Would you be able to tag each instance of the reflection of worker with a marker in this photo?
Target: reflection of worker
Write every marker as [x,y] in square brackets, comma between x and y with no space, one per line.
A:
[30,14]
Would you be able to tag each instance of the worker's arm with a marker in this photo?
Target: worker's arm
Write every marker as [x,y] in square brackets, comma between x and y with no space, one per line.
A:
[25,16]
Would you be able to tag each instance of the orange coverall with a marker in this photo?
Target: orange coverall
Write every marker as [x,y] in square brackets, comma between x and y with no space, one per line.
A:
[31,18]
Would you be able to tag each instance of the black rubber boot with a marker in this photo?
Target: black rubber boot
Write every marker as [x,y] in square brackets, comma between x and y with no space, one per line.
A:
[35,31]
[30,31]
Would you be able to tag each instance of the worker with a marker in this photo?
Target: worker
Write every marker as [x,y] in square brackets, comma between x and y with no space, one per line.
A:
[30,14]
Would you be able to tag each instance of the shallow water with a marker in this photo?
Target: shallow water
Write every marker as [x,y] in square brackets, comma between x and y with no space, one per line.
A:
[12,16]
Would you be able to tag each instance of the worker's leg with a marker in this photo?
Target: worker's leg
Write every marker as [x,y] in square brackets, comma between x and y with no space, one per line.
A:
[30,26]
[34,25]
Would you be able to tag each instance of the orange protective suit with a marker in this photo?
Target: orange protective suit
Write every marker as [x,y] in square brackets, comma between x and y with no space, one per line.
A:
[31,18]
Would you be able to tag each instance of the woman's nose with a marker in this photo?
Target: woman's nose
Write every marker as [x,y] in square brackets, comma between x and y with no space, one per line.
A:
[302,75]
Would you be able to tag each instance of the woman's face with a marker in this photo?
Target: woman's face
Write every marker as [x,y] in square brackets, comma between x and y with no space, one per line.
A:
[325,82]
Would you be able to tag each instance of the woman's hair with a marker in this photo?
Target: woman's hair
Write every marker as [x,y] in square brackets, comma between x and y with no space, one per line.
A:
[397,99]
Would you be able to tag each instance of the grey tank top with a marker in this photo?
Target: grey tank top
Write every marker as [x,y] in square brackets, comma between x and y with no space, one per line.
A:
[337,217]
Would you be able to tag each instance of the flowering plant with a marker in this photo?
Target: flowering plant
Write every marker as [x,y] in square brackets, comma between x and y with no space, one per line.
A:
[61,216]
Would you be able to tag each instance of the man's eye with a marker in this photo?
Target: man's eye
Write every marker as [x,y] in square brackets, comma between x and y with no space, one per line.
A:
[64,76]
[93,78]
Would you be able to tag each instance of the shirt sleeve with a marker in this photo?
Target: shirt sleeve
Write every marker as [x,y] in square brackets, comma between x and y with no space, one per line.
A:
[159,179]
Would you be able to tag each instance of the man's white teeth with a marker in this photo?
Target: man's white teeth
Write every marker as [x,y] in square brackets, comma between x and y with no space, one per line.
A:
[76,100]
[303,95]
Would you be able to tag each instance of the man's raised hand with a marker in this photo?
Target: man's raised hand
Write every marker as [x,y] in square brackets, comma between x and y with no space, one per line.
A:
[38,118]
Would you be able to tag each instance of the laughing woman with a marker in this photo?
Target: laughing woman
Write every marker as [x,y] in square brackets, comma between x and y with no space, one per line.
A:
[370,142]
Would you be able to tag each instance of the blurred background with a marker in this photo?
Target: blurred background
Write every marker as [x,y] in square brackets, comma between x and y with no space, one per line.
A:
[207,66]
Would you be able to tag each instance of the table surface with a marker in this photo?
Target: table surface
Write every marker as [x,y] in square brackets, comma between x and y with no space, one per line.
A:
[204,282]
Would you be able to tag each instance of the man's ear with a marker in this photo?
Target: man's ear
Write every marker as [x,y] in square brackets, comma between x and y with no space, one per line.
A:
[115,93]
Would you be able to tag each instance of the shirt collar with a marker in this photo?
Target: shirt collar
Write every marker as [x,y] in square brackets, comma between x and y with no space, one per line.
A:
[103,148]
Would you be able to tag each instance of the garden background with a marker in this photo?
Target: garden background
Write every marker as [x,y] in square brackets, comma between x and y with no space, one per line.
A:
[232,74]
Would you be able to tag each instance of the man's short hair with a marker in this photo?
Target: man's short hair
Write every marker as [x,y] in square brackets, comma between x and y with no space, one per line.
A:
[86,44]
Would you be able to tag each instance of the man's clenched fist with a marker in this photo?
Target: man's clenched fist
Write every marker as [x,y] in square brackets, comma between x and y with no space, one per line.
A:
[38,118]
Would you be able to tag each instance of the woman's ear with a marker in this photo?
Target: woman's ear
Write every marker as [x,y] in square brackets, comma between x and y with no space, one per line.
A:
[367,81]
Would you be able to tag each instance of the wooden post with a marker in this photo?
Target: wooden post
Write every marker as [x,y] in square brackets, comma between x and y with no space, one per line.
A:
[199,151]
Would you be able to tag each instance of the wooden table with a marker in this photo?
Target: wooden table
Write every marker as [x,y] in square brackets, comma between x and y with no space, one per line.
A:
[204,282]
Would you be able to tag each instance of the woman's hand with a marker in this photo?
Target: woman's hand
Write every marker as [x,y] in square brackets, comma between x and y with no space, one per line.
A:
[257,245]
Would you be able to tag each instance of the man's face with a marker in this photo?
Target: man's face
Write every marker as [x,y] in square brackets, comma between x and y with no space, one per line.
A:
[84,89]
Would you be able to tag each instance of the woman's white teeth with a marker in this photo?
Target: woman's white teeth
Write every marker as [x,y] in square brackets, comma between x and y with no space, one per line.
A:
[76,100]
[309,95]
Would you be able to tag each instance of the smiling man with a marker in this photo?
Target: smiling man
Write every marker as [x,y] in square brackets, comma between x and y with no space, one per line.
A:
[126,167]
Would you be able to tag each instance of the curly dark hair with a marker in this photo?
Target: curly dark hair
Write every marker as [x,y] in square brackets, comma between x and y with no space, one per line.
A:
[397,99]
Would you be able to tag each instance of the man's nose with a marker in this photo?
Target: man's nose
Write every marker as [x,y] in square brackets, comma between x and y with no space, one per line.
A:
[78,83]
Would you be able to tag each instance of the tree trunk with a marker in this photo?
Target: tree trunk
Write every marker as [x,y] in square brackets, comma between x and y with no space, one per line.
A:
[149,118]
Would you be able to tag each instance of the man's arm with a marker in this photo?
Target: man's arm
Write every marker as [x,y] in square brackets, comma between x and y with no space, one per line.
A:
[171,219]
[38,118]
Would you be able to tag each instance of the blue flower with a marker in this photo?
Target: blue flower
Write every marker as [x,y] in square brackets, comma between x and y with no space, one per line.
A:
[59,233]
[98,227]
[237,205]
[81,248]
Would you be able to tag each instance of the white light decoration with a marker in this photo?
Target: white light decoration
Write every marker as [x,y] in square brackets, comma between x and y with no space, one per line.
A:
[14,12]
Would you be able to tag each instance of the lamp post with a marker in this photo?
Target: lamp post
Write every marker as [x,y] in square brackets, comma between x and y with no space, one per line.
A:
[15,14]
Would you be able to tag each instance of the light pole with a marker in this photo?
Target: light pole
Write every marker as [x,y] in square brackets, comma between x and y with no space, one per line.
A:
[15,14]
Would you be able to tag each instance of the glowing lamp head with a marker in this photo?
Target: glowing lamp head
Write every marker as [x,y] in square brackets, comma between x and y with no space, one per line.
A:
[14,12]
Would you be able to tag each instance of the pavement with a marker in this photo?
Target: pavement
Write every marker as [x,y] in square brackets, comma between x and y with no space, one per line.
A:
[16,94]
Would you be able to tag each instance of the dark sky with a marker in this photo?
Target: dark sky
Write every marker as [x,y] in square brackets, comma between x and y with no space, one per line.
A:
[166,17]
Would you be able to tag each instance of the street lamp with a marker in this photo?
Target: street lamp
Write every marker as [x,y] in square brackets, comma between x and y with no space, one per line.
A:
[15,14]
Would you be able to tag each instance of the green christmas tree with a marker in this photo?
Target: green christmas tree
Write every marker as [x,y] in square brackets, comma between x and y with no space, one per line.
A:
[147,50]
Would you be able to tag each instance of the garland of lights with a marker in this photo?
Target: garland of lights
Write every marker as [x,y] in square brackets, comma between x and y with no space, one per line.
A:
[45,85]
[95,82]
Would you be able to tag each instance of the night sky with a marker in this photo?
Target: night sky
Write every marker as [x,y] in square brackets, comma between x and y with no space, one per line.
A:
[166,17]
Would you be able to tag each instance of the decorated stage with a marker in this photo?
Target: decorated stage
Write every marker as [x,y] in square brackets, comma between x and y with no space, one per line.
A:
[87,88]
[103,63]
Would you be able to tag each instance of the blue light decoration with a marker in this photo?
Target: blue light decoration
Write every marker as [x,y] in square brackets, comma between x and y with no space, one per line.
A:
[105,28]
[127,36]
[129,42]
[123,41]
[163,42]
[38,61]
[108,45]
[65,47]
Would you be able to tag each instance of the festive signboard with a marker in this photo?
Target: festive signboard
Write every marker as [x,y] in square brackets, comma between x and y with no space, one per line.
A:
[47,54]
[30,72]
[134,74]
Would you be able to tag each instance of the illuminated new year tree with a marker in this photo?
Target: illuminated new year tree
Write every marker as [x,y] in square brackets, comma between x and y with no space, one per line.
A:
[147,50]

▶ _GIVEN EXERCISE_
Rescale the lines from the one containing "Would you be able to tag each instance of the decorated" through the end of the lines, reproducing the requests unchanged but multiplying each answer coordinate by 1.8 and rounding to the nearest whole number, with halves rounded up. Output only those lines.

▶ _SOLUTION BELOW_
Would you be able to tag each instance of the decorated stage with a marker in this photo?
Target: decorated stage
Write every marker as [x,y] in square brackets, comma between x and y with no space, one per line.
A:
[157,158]
[185,113]
Would you be able to tag each instance of the blue light decoration with a marker in this photo?
Target: blue light decoration
Write every marker as [x,y] in square brackets, comma between x and y with no space, one per line.
A:
[189,50]
[229,65]
[232,76]
[221,74]
[293,76]
[68,110]
[194,81]
[117,85]
Would you be able to tag each instance of the festive signboard with a marker in this photo?
Target: festive signboard
Write every marker as [x,y] in square brackets, comma between x and y with no space, one per line.
A:
[85,97]
[54,130]
[241,133]
Would you be able to tag each instance of the illuminated new year tree with a marker in this photo?
Target: illuminated new year tree
Write every marker as [x,y] in square brackets, comma between x and y with no space, one per line.
A:
[265,90]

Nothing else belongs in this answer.